** RECORDS FOR PROCESSING **

- - -

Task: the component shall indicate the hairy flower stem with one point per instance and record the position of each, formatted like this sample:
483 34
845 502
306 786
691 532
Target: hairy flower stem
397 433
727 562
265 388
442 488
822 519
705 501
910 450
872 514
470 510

- - -

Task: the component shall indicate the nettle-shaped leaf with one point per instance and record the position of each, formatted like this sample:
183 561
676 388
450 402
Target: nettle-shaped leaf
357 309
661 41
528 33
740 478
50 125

- - -

** REQUIRED TASK **
List each line in the entries above that contains the string "Target". Case counts.

** RESPONSE **
Target: hairy flower stem
Target: nettle-shaped leaf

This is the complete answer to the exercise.